The main concern of this project continues to be the integration of dynamic
and symbolic frameworks for understanding intelligent systems, concentrating
on the kinds of interpretive agents that are capable of involvement in inquiry.
Integrating divergent IF's and reconciling their objectifications is,
generally speaking, a very difficult maneuver to carry out successfully.
Two factors that contribute to the near intractability of this task can be
described and addressed as follows:
1. The trouble is partly due to the obligatory tactics and
the ossified taxonomies and that arise through time and
training to inhabit the conceptual landscapes of agents,
especially if they have spent the majority of their time
operating according to a single IF. The IF informs their
activities in ways they no longer have to think about, and
thus rarely find a reason to modify. But it also inhibits
their interpretive and practical conduct to the customary
ways of seeing and doing things that are granted by that
framework, and it binds them to the "forms of intuition"
that are suggested and sanctioned by the operative IF.
Without critical reflection, or mechanisms to make
amendments to its own constitution, an IF tends to
operate behind the scenes of observation in such a
way as to obliterate any inkling of flexibility in
practice or thinking and to obstruct every hint or
threat (often so perceived) of conceptual revision.
2. Apparently it is so much easier to devise techniques for
taking things apart than it is to find ways of putting them
back together again that there seem to be but a few heuristic
strategies of general application that are available to guide
the work of integration. A few of the tools and the materials
that are needed for these constructions have been illustrated
in concrete form throughout the presentation of examples in
this Section. An overall survey of their principles can
be summed up as follows:
a. One integration heuristic is the "lattice" metaphor, frequently
called the "partial order" or the "common denominator" paradigm.
When IF's can be objectified as OF's that are organized according
to the principles of suitably ordered sets, then it may be possible
to "lift" or extend their order properties to the space of frameworks
themselves, and thereby to enable construction of the desired kinds of
integrative frameworks as upper and lower bounds in the higher ordering.
b. Another heuristic of integration is the "mosaic" metaphor, also
known as the "stereoscopic" or the "inverse projection" paradigm.
This technique is illustrated especially well by the methods used
throughout this Section to analyze the three-dimensional structures
of sign relations. In fact, the picture of any sign relation offers
a paradigm in microcosm for the macroscopic enterprise of integration,
showing how reductive aspects of structure are often projected from a
shared but irreducible reality. The extent to which the "full-bodied"
structure of a 3-adic sign relation can be reconstructed from the data
of its 2-adic projections, although it is a limited extent in general,
presents a near perfect epitome of the larger task in this situation,
namely, to find an integrated framework that embodies the diverse
facets of reality severally observed from inside the individual
frameworks. Acting as gnomonic recipes for the higher order
processes they limn and delimit, sign relations keep before
the mind the ways in which a higher dimensional structure
determines its fragmentary aspects but is not in general
determined by them.
To express the nature of this integration task in logical terms, it combines
aspects of both proof theory and model theory, interweaving these two themes:
1. A phase that develops theories about the symbolic competence
or "knowledge" of intelligent agents, using abstract formal
systems to represent the theories and using phenomenological
data to constrain them.

» RECORDED INFORMATION

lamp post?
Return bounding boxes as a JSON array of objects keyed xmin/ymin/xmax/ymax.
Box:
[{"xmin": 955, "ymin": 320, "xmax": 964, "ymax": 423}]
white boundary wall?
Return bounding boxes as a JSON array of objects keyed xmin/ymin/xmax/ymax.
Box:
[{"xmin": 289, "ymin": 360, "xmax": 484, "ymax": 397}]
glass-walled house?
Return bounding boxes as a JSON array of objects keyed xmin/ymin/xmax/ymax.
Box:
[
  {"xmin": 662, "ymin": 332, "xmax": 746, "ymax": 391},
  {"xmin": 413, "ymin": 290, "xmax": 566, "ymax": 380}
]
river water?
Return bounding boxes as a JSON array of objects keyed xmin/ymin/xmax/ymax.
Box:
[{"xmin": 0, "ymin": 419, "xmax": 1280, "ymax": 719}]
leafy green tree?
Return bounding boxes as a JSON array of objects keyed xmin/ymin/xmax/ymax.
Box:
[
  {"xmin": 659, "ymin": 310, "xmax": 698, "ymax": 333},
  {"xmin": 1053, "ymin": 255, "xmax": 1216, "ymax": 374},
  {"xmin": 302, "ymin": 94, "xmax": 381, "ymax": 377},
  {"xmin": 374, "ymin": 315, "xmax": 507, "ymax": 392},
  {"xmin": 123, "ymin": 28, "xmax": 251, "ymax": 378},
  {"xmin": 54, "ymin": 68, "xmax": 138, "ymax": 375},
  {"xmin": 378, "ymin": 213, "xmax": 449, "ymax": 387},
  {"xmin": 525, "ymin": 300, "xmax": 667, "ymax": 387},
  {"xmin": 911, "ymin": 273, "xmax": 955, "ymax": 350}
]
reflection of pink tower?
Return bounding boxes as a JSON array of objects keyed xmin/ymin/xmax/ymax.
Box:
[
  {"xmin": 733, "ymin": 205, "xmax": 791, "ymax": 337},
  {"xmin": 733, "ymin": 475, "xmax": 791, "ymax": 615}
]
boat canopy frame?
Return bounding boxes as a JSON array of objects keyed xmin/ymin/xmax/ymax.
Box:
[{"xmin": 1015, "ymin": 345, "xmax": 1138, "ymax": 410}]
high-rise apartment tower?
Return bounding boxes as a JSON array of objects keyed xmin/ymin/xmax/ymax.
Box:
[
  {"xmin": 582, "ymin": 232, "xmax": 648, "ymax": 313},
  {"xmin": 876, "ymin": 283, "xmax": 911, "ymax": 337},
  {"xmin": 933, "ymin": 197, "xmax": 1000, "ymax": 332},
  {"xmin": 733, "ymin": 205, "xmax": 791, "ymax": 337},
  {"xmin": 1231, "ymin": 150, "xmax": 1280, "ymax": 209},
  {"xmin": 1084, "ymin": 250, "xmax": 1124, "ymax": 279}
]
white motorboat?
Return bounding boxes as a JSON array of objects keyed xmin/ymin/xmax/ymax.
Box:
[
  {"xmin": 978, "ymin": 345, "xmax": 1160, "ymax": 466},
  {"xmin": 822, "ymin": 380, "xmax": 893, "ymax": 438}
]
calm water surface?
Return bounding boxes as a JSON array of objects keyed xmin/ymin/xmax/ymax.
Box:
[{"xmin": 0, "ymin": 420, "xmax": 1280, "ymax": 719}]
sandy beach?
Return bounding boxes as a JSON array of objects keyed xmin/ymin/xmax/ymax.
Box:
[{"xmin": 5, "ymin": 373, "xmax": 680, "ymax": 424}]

» EXERCISE DESCRIPTION
In the text above on integrating interpretive frameworks, what two other names are given for the "mosaic" metaphor?

» TASK RESPONSE
The "stereoscopic" paradigm and the "inverse projection" paradigm.